• **Stated exercise**: Rescale the data starting at the line containing "Target: green flower cluster" and ending at the last line of the data. Write out every one of those lines again, requests included, with each coordinate in the answers multiplied by 1.8 and rounded to a whole number, halves rounding up.
⟨
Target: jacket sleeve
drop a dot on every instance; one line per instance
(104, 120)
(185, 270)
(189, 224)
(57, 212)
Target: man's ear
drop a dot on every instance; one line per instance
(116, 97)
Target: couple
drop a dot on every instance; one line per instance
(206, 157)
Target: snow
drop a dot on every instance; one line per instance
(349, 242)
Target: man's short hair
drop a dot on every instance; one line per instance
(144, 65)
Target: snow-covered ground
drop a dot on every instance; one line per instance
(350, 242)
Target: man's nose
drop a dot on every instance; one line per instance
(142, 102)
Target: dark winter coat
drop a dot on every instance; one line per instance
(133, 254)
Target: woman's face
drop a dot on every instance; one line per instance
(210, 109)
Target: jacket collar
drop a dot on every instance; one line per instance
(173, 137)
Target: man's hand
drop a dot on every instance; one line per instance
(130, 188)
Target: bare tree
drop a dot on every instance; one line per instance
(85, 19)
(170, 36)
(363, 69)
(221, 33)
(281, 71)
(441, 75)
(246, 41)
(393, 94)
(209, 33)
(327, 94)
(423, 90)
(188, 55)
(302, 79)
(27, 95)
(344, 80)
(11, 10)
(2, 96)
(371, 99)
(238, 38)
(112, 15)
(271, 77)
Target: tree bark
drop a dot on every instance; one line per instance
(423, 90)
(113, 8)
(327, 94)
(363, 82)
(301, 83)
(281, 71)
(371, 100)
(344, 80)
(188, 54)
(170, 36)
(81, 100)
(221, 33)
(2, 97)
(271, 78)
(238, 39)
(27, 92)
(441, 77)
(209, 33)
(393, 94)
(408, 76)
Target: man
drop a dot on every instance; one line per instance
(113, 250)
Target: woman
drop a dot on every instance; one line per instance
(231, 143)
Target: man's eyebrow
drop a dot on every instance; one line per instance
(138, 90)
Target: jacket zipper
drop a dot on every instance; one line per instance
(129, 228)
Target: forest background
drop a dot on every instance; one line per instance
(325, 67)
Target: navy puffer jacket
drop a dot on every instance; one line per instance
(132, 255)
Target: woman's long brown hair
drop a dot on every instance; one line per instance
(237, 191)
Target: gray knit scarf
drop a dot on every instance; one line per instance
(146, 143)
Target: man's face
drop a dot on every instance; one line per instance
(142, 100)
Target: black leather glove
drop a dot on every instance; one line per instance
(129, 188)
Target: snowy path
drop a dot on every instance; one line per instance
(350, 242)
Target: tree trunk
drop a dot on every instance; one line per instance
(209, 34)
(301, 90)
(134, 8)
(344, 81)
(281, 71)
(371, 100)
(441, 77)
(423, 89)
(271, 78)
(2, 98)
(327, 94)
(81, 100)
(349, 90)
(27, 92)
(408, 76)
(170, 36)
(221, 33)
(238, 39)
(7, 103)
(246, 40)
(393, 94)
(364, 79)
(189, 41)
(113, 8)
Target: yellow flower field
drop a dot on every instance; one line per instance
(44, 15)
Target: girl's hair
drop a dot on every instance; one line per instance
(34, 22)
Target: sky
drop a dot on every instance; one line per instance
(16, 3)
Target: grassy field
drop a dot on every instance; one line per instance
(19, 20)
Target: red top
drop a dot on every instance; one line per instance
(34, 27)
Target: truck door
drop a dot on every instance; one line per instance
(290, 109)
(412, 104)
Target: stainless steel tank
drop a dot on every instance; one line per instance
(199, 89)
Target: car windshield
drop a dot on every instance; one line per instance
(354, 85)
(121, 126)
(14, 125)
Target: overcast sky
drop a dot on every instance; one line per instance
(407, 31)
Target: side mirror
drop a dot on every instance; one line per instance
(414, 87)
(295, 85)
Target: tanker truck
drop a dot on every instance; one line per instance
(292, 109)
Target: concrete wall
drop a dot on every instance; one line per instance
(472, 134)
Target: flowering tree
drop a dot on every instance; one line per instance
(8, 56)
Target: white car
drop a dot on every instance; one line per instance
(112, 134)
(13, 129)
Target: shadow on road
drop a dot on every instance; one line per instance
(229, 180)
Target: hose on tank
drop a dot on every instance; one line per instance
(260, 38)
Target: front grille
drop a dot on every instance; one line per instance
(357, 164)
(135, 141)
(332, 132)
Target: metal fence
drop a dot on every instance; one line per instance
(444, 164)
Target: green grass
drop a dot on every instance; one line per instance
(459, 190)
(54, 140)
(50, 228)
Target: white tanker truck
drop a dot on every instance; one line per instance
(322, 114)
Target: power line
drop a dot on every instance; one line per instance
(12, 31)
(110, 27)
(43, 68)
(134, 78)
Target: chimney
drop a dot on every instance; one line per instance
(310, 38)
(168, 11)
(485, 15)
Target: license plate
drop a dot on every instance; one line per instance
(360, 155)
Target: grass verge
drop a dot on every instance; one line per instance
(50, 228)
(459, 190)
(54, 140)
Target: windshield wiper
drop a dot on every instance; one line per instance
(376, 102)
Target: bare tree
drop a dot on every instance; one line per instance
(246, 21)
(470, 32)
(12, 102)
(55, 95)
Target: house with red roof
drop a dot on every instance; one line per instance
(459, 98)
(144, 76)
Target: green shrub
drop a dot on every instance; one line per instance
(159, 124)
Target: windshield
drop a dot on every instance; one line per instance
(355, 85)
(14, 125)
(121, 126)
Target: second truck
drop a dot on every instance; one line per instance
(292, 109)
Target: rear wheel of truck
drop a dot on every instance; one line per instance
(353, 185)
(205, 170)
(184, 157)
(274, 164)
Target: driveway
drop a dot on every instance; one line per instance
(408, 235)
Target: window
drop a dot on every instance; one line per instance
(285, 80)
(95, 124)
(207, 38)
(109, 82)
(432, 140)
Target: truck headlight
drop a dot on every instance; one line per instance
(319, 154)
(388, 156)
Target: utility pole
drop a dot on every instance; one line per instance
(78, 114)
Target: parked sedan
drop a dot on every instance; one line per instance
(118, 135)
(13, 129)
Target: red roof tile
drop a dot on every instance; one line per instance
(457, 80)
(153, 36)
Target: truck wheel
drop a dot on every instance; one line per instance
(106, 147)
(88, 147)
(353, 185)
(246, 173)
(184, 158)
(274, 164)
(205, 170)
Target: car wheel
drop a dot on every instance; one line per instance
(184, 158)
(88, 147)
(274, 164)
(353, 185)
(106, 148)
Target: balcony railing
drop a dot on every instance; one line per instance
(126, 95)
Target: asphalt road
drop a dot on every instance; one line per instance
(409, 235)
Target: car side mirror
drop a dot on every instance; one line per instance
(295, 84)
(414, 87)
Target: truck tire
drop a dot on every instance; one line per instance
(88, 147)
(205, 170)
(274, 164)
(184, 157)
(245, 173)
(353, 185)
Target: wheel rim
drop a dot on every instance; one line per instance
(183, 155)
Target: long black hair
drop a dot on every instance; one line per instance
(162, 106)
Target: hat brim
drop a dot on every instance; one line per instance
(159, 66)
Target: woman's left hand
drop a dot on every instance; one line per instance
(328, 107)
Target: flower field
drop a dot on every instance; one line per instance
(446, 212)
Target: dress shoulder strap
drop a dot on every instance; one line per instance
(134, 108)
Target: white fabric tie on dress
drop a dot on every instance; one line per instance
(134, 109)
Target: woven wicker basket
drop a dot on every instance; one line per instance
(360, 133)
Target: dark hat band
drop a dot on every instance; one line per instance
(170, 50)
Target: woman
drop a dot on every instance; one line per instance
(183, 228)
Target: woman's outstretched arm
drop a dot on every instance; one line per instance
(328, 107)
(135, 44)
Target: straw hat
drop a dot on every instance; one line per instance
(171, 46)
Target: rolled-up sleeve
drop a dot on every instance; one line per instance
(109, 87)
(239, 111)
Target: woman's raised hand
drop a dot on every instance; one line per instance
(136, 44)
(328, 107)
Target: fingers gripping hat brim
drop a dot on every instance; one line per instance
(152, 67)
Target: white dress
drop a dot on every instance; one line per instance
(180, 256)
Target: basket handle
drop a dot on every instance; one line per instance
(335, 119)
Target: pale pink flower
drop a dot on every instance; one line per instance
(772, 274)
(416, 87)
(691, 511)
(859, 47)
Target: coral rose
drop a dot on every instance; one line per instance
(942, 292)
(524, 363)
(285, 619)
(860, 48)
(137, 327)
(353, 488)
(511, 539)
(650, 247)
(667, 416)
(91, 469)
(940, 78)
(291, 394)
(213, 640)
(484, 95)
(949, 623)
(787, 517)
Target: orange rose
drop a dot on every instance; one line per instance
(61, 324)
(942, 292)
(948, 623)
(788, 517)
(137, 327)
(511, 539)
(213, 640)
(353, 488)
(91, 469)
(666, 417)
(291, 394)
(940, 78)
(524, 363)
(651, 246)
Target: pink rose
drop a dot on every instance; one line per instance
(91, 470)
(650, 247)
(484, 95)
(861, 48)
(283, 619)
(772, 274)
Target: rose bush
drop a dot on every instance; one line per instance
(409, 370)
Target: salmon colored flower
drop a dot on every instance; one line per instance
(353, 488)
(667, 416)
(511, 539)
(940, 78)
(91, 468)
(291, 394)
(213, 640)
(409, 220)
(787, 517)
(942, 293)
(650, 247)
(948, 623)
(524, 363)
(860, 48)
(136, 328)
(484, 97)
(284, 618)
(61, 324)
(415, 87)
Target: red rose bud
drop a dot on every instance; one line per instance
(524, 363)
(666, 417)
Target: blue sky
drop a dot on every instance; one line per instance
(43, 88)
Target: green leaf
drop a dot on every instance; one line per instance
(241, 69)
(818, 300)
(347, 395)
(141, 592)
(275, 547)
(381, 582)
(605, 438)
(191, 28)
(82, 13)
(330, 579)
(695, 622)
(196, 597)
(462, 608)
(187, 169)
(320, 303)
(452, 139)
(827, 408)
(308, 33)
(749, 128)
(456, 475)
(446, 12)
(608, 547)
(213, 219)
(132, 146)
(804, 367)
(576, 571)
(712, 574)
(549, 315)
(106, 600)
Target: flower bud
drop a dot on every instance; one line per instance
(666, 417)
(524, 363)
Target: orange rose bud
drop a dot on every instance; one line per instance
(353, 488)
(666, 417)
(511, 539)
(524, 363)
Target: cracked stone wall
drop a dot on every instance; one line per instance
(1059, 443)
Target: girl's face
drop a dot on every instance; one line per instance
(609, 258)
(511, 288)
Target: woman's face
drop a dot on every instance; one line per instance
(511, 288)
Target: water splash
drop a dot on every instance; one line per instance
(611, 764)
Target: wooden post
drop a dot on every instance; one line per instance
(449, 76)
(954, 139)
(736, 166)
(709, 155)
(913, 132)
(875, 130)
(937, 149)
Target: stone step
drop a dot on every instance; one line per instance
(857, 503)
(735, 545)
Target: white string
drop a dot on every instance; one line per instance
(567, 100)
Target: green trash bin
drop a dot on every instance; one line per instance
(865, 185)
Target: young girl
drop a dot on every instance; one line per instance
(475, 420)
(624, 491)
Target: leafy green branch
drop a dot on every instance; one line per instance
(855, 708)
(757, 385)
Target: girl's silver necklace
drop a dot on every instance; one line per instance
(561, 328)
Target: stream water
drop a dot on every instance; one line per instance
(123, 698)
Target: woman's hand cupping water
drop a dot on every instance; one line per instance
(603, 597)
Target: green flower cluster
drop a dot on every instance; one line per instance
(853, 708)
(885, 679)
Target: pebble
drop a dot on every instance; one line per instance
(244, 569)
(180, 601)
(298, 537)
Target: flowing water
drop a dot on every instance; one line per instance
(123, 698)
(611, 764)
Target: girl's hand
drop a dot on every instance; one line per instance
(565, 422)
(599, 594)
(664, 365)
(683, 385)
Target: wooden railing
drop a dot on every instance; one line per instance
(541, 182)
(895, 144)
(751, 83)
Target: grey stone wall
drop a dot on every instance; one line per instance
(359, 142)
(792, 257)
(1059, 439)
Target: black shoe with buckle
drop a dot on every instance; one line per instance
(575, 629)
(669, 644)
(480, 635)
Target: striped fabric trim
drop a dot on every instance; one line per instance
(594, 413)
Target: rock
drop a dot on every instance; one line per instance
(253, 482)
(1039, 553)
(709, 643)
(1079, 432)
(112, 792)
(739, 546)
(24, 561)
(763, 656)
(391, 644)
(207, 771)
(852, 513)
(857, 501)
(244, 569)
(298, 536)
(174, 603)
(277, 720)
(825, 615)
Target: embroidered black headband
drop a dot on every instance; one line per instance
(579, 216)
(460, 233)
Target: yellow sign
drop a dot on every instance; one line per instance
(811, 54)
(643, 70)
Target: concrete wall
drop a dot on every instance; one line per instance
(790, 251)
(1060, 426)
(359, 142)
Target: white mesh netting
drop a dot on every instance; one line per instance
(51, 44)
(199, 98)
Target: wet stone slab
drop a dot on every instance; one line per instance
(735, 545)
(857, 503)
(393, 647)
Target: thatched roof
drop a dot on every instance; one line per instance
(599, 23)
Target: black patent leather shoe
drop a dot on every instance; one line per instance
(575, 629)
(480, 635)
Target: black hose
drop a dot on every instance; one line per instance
⟩
• **Result for this exercise**:
Target: green flower cluster
drop a dot on every instance; one line per instance
(1535, 1274)
(1593, 1222)
Target: pebble
drop a dot on every instance; one line per instance
(439, 1024)
(324, 1082)
(536, 967)
Target: flowing water
drop a dot on every instance; one line per instance
(221, 1256)
(1100, 1375)
Target: girl's hand
drop a dot on every instance; one line per instance
(1017, 760)
(1078, 1069)
(1195, 657)
(1229, 693)
Target: wooden railing
drop a dot on every instance; one line per instance
(974, 328)
(1611, 259)
(1352, 149)
Target: grey stone wall
drop a dot on every instance; one line per instance
(646, 256)
(1426, 463)
(1906, 790)
Target: black shoe with buckle
drop a dot on every instance; one line per instance
(1035, 1132)
(1204, 1159)
(864, 1143)
Target: striped fabric trim
drop a dot on every instance; one line per instance
(1069, 743)
Target: rock
drop a dot on every instance; one line per instance
(455, 868)
(1870, 995)
(1276, 1157)
(1942, 778)
(202, 1426)
(1330, 983)
(43, 1010)
(1373, 1181)
(704, 1159)
(373, 1388)
(1534, 923)
(1543, 902)
(439, 1024)
(536, 965)
(313, 1085)
(499, 1296)
(1485, 1107)
Target: embroidered black headband
drop a dot on every instance; one line per instance
(1042, 389)
(828, 419)
Target: yellow sign
drop a dot on every instance; one line per instance
(1460, 97)
(1157, 126)
Target: concrete wall
drop a dot on every instance; one line per instance
(1422, 452)
(1908, 767)
(646, 256)
Target: white mesh netting
drop a dot on every instance; one line per instance
(92, 79)
(358, 176)
Target: wet stone slab
drop a dot on every instance; one line per instance
(1323, 981)
(1543, 905)
(707, 1165)
Target: thatched roof
drop a dot on every instance; one line per instance
(1078, 41)
Target: black patent leather shoe
drop a dot on every instance; one line per instance
(1035, 1132)
(864, 1143)
Target: black hose
drop a dot on every instance; one line per instance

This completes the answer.